:: Written problem 1 ::
According to the article on the wineries' climate initiative, where is Jackson Family Wines based?
:: Written problem 2 ::
Gather every line of the records that contains the string "riverbank". Case counts.

:: Selection ::
Innovators

Spearheading a Global Initiative to Fight Climate Change

The Jackson and Torres families have joined forces to launch International Wineries for Climate Action, a powerful new protocol for sustainability

Stonestreet Estate Vineyards. Photo courtesy of Jackson Family Wines.

Awarded for: Establishing a framework that will significantly reduce the wine industry’s carbon footprint—not just in the vineyard and winery, but up and down the supply chain.

The path to eco-friendly practices hasn’t always been clear for wineries. Organic, sustainable, and biodynamic certification groups vary from state to state and nation to nation, to the confusion of consumers. In addition, most winery eco-certifications focus on viticulture and, to a lesser extent, enology.

By contrast, a new collaborative working group, the International Wineries for Climate Action (IWCA), looks different. For one thing, it’s an international endeavor, founded by the Spanish Familia Torres in partnership with Jackson Family Wines (JFW), based in Santa Rosa, California. The reach of these two companies spans the globe, with wine-growing operations in nations including Chile, Australia, and South Africa.

Second, IWCA focuses a narrow lens on a single, ambitious, concrete objective: an aggressive reduction of carbon emissions, with the long-term goal of decarbonizing the wine industry entirely. Carbon accountability may not be as sexy as, say, biodynamic farming, but given the large quantities of highly concentrated CO2 that result from alcoholic fermentation alone, it’s an issue the industry needs to address—and now.

While some American sustainability-certification organizations, such as the California Sustainable Winegrowing Alliance, do include energy use and greenhouse gas emissions in their performance metrics, they don’t go as far as IWCA does. This initiative looks beyond the basic steps of installing photovoltaic panels, insulating vats, and driving electric or hybrid vehicles.

:: Data excerpts ::

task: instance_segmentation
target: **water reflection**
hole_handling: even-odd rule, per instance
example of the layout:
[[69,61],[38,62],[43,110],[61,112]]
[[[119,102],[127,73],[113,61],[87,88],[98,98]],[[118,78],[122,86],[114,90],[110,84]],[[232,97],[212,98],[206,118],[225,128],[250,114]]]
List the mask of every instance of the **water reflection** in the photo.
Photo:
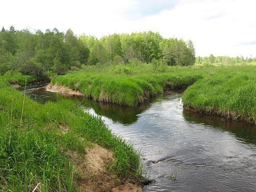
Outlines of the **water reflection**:
[[216,116],[183,110],[185,119],[193,123],[210,125],[212,127],[228,132],[241,141],[256,144],[255,125],[245,122],[231,121]]
[[[27,95],[41,102],[63,98],[81,102],[87,111],[101,116],[113,133],[141,149],[146,169],[156,180],[146,191],[255,191],[255,125],[184,111],[181,93],[126,108],[37,89]],[[176,182],[169,179],[173,173]]]
[[[61,99],[72,99],[87,109],[93,109],[98,115],[106,117],[115,122],[127,125],[136,123],[139,115],[148,109],[151,103],[154,102],[154,99],[152,99],[135,107],[123,106],[113,103],[96,102],[92,99],[85,98],[82,96],[47,91],[45,88],[46,86],[36,84],[28,86],[27,87],[26,95],[41,103],[49,100],[55,102]],[[20,88],[18,90],[23,93],[24,88]]]

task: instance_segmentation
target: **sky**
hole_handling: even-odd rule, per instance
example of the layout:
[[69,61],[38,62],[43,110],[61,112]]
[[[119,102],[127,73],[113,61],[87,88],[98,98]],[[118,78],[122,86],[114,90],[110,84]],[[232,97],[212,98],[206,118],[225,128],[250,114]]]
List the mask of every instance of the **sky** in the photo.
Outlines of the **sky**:
[[197,56],[256,57],[255,0],[9,0],[1,5],[0,27],[7,29],[71,28],[99,38],[151,30],[191,40]]

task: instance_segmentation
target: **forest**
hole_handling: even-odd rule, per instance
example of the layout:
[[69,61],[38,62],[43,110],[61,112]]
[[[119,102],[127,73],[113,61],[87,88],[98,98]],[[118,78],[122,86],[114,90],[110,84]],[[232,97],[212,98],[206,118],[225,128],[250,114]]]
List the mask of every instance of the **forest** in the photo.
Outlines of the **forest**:
[[0,32],[0,74],[20,73],[58,75],[76,71],[83,65],[97,63],[126,63],[131,60],[145,63],[160,59],[169,66],[195,63],[191,40],[164,38],[152,31],[116,34],[98,39],[71,29],[66,33],[54,28],[45,32],[2,28]]

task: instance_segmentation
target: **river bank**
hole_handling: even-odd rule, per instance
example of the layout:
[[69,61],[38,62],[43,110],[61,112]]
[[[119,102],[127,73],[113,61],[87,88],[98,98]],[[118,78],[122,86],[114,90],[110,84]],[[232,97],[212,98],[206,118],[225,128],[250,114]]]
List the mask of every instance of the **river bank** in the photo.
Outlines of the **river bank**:
[[51,84],[57,91],[69,89],[70,93],[78,92],[96,101],[127,106],[143,103],[168,90],[188,87],[183,96],[185,108],[254,123],[255,73],[255,66],[174,68],[162,73],[122,76],[79,72],[55,76]]
[[141,149],[145,170],[156,181],[144,187],[145,192],[245,192],[255,187],[253,125],[183,110],[179,92],[167,92],[142,106],[124,107],[40,87],[31,88],[28,95],[43,103],[46,98],[75,101],[84,112],[100,116],[112,133]]
[[1,190],[142,190],[140,154],[100,119],[71,101],[40,104],[8,81],[0,80]]

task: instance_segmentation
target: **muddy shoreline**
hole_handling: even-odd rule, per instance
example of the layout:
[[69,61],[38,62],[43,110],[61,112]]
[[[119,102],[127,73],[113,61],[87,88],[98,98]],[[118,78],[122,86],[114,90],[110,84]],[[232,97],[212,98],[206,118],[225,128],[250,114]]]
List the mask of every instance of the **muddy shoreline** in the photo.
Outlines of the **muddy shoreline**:
[[57,84],[52,84],[50,83],[46,86],[46,91],[52,92],[58,92],[66,93],[77,96],[83,96],[84,95],[79,91],[75,91],[65,86],[60,86]]

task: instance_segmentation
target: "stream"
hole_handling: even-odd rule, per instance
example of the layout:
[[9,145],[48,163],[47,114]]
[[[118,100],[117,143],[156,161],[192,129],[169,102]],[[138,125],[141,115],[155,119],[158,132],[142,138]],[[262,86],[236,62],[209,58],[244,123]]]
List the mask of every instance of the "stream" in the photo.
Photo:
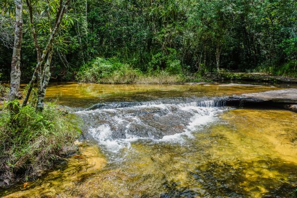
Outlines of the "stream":
[[4,197],[293,198],[297,114],[217,102],[278,88],[52,84],[83,121],[79,157]]

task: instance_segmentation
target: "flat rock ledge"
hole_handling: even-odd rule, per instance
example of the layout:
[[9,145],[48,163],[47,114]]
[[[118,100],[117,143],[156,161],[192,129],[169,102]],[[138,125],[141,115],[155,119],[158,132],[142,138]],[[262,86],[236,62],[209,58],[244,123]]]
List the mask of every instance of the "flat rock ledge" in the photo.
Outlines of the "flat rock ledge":
[[226,106],[251,108],[279,108],[297,112],[297,88],[234,95],[224,99]]

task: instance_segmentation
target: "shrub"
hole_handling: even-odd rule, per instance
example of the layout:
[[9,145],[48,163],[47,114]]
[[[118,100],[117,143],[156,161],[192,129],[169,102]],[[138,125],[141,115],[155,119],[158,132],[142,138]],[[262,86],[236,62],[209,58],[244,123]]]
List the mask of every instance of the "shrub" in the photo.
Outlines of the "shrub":
[[81,82],[102,83],[132,83],[141,72],[115,59],[97,58],[82,66],[76,75]]
[[30,105],[16,114],[0,111],[0,184],[34,178],[51,167],[59,151],[76,137],[73,126],[53,104],[42,112]]
[[167,48],[167,51],[166,54],[159,52],[152,56],[148,63],[149,73],[158,73],[164,70],[172,75],[182,73],[181,61],[177,57],[176,51]]

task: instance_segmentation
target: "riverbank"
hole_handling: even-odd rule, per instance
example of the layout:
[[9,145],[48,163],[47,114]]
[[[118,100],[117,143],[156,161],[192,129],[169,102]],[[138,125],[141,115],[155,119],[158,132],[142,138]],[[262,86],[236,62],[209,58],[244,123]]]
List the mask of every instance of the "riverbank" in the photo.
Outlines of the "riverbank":
[[290,197],[297,184],[296,114],[215,102],[282,90],[213,83],[50,85],[47,101],[58,99],[85,123],[79,153],[4,196]]
[[78,137],[75,118],[48,103],[42,112],[30,104],[9,111],[0,109],[0,188],[40,177],[75,149]]

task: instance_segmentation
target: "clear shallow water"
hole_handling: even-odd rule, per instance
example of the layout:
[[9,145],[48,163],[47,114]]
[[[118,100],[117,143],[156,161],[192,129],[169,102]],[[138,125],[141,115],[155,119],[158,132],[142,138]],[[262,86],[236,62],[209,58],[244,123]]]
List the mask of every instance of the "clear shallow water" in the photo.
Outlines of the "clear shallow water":
[[79,107],[82,155],[7,197],[286,198],[297,188],[297,114],[207,100],[275,88],[65,86],[48,99]]

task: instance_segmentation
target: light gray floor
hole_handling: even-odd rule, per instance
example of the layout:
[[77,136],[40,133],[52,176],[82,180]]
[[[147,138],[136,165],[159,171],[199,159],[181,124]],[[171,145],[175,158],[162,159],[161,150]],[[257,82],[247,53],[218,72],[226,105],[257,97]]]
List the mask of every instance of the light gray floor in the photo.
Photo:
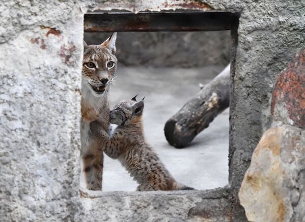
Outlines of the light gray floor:
[[[228,184],[229,110],[216,117],[191,145],[176,149],[167,142],[164,124],[199,91],[199,83],[207,83],[224,67],[200,69],[143,67],[118,68],[110,89],[110,107],[124,99],[145,96],[144,122],[147,141],[179,182],[198,189]],[[103,191],[134,191],[136,183],[117,160],[105,156]]]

:: Written reply 1 ::
Santa Rosa, California.

:: Written reply 2 ::
target: "riverbank"
List the mask of every instance of the "riverbank" in the photo.
Outlines of the "riverbank":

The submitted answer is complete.